En réponse à la tribune signée par des inspecteurs et des chefs d’établissement qui affirment qu’ils « n’appliqueront pas de mesures qui contreviendraient aux valeurs de la République », les réactions sont nombreuses qui s’offusquent en affirmant que les fonctionnaires doivent obéir. Et cela au prix d’outrancières simplifications : Michel Onfray énonce doctement : « fonctionnaire, ça donne des devoirs, ça ne donne pas des droits ». Ce qui est le témoignage d’une grande ignorance sur le sujet.

Le fonctionnaire doit-il obéir ?
La question ne peut se résoudre par le seul fait de brandir un extrait de la loi qui définit les droits et les obligations des fonctionnaires. Il faut tenter d’en comprendre le sens global.

Un rappel historique tout d’abord.
Le premier statut de la Fonction publique date de septembre 1941. Il soumettait les fonctionnaires « à une discipline fondée sur l’autorité des chefs et l’obéissance des subordonnés[2] ». A la Libération, on comprendra aisément la volonté de rompre avec cette conception qui avait servi à déporter les juifs, les homosexuels, les tziganes et les communistes.

[Enregistrements fournis]
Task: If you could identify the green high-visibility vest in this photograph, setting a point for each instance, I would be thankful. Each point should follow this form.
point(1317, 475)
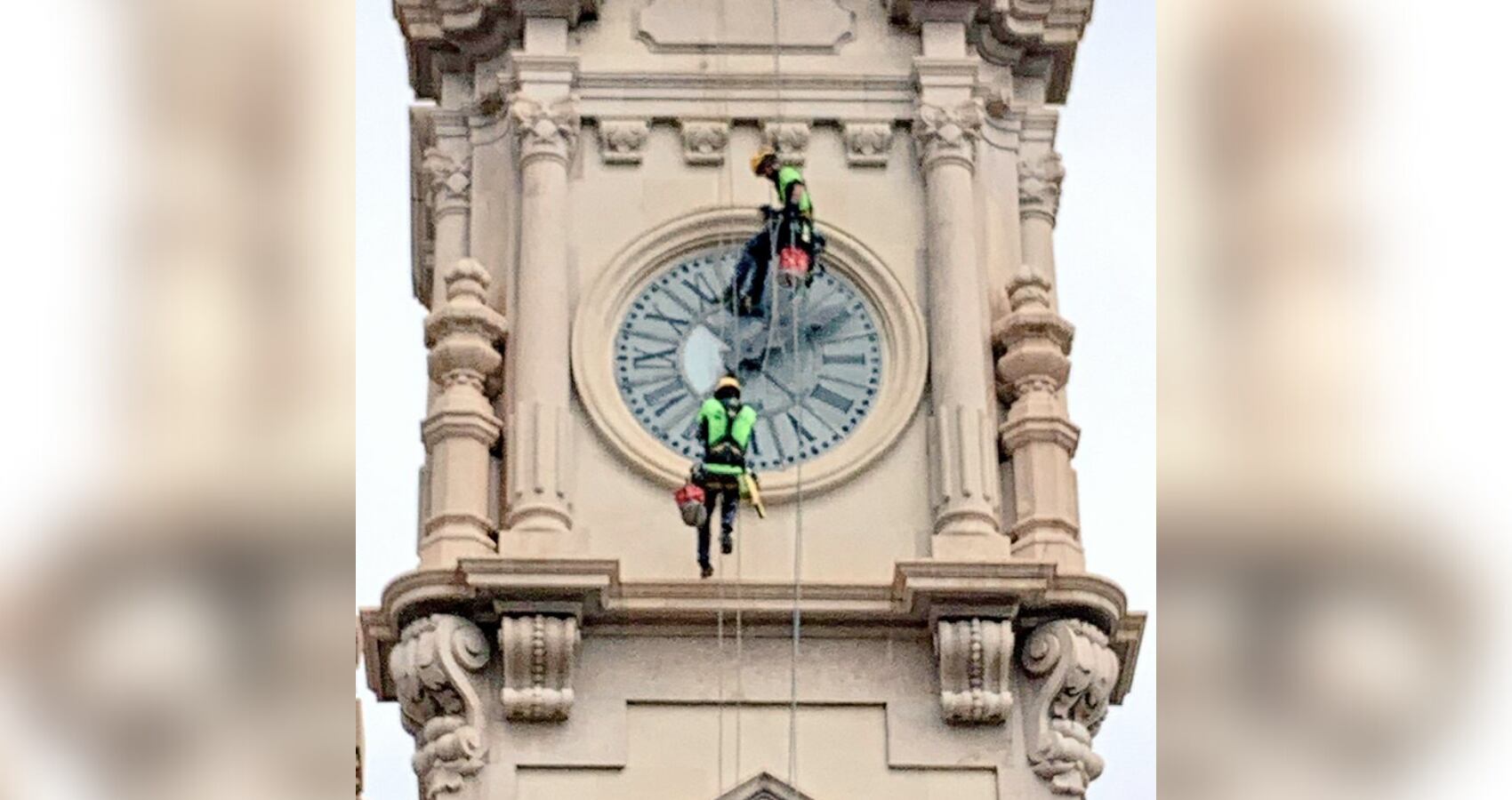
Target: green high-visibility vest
point(785, 179)
point(725, 435)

[Exercice à traiter] Recopiez le passage du texte sur l'obéissance des fonctionnaires qui commence par « En réponse à » et se termine par « sur le sujet. ». Les enregistrements forment un matériau distinct du texte.

[Corrigé complet]
En réponse à la tribune signée par des inspecteurs et des chefs d’établissement qui affirment qu’ils « n’appliqueront pas de mesures qui contreviendraient aux valeurs de la République », les réactions sont nombreuses qui s’offusquent en affirmant que les fonctionnaires doivent obéir. Et cela au prix d’outrancières simplifications : Michel Onfray énonce doctement : « fonctionnaire, ça donne des devoirs, ça ne donne pas des droits ». Ce qui est le témoignage d’une grande ignorance sur le sujet.